2022-10-04-【迁移】导出SingleR需要的数据.md 5.4 KB


title: 【迁移】导出SingleR需要的数据 urlname: -dao-chu-SingleR-xu-yao-de-shu-ju date: 2022-10-04 17:20:44

tags: SingleR

loom文件使用记录

随着单细胞数据量的增长,计算要求成指数增长,当数据量大于10万个细胞的时候,seurat包分析就显得非常有压力了,因为在实时内存中储存数据就变得非常困难,HDF5数据格式提供了高效的磁盘存储,而不是在内存中存储数据,这就将分析扩展到大规模数据集,甚至可以达到大于100万细胞的级别 ,Linnarson实验室开发了一种基于hdf5的数据结构,loom,可以方便地存储单细胞基因组数据集和元数据。他们发布了一个名为loompy的Python API来与loom文件交互,而loomR能基于R的与loom交互(Merlin_cd6c

安装补充包

下载数据

The Human Cell Atlas is an international collaborative consortium that charts the cell types in the healthy body, across time from development to adulthood, and eventually to old age. This enormous undertaking, larger even than the Human Genome Project, will transform our understanding of the 37.2 trillion cells in the human body.

The HCA Data Portal stores and provides single-cell data contributed by labs around the world. Anyone can contribute data, find data, or access community tools and applications.

  • wget 'xxx' -O ProstateCellAtlas-human-prostate-gland-10xv2.loom

类似的网站:CZ CELLxGENE;可以检索需要的数据集,下载rds格式的文件

  • curl -o local.rds "xxx"
  • mv local.rds cellxgene_Human_prostate.rds

使用记录

公共的集群是真难用,一堆包装半天装不上,磁盘IO慢的一批。。。。。

conda activate seurat
.libPaths('')
sce <- loomR::connect(filename = "./HumanCellAtlas/ProstateCellAtlas/ProstateCellAtlas-human-prostate-gland-10xv2.loom", mode = "r", skip.validate = T)
mat <- sce[["matrix"]][,]
gene <- sce$row.attrs$Gene[]
# barcode <- sce$col.attrs$CellID[]
barcode <- sce$col.attrs$cell_names[]
mat <- t(mat)

= = = = = = =

练习要求.
1. 练习短文的R代码中用“<-”赋值的变量有哪些?逐一列出,重复出现的只列一次。
2. 根据练习短文,数据量大于10万个细胞时,seurat包分析为什么显得很有压力?用一到三句话说明。
3. 请从练习短文中摘录一段原文,以“tags: SingleR”开头,以“tools and applications.”结尾。

= = = = = = =

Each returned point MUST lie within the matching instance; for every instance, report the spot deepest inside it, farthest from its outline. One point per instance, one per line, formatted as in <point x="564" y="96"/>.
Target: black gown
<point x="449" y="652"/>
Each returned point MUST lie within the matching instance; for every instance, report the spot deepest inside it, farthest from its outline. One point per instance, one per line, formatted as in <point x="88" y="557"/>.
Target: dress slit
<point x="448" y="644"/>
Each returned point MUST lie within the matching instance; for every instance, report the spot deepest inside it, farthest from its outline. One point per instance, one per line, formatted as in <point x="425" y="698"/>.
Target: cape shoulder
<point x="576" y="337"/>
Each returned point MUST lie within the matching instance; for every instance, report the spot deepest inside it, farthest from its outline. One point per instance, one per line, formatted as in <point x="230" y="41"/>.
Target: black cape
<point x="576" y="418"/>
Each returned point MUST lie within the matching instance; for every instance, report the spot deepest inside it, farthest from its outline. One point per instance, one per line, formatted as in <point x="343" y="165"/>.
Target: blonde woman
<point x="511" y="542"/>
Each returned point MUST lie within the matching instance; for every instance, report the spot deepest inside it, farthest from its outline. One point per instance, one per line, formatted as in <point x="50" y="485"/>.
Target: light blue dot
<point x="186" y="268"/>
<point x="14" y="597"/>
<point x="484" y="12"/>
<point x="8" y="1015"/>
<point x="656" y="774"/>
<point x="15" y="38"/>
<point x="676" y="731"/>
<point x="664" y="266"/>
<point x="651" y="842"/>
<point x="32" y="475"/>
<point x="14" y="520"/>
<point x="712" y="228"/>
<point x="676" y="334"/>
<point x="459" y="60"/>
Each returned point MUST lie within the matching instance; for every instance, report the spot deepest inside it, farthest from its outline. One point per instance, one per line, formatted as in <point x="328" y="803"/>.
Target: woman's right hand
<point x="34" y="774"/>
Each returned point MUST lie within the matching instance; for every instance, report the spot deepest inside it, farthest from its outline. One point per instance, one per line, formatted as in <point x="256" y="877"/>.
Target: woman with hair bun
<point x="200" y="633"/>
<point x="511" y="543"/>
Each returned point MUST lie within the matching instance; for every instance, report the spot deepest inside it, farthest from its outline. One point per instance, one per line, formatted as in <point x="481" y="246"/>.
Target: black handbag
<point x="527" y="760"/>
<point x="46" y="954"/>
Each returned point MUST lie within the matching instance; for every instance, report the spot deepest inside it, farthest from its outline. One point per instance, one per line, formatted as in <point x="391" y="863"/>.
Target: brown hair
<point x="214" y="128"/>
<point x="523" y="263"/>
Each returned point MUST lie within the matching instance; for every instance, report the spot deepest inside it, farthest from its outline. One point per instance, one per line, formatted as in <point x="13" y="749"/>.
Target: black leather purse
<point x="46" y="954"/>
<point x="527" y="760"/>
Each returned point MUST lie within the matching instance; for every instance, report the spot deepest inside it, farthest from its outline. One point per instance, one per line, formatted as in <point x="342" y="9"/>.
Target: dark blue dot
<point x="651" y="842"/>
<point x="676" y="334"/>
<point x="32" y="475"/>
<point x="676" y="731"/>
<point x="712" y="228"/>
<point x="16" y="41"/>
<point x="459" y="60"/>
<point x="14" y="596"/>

= = = = = = =

参考答案.
1. sce、mat、gene、barcode

2. 随着单细胞数据量的增长,计算要求成指数增长。数据量大于10万个细胞时,在实时内存中储存数据变得非常困难,所以seurat包分析压力很大。

3.
tags: SingleR

loom文件使用记录

随着单细胞数据量的增长,计算要求成指数增长,当数据量大于10万个细胞的时候,seurat包分析就显得非常有压力了,因为在实时内存中储存数据就变得非常困难,HDF5数据格式提供了高效的磁盘存储,而不是在内存中存储数据,这就将分析扩展到大规模数据集,甚至可以达到大于100万细胞的级别 ,Linnarson实验室开发了一种基于hdf5的数据结构,loom,可以方便地存储单细胞基因组数据集和元数据。他们发布了一个名为loompy的Python API来与loom文件交互,而loomR能基于R的与loom交互(Merlin_cd6c

安装补充包

下载数据

The Human Cell Atlas is an international collaborative consortium that charts the cell types in the healthy body, across time from development to adulthood, and eventually to old age. This enormous undertaking, larger even than the Human Genome Project, will transform our understanding of the 37.2 trillion cells in the human body.

The HCA Data Portal stores and provides single-cell data contributed by labs around the world. Anyone can contribute data, find data, or access community tools and applications.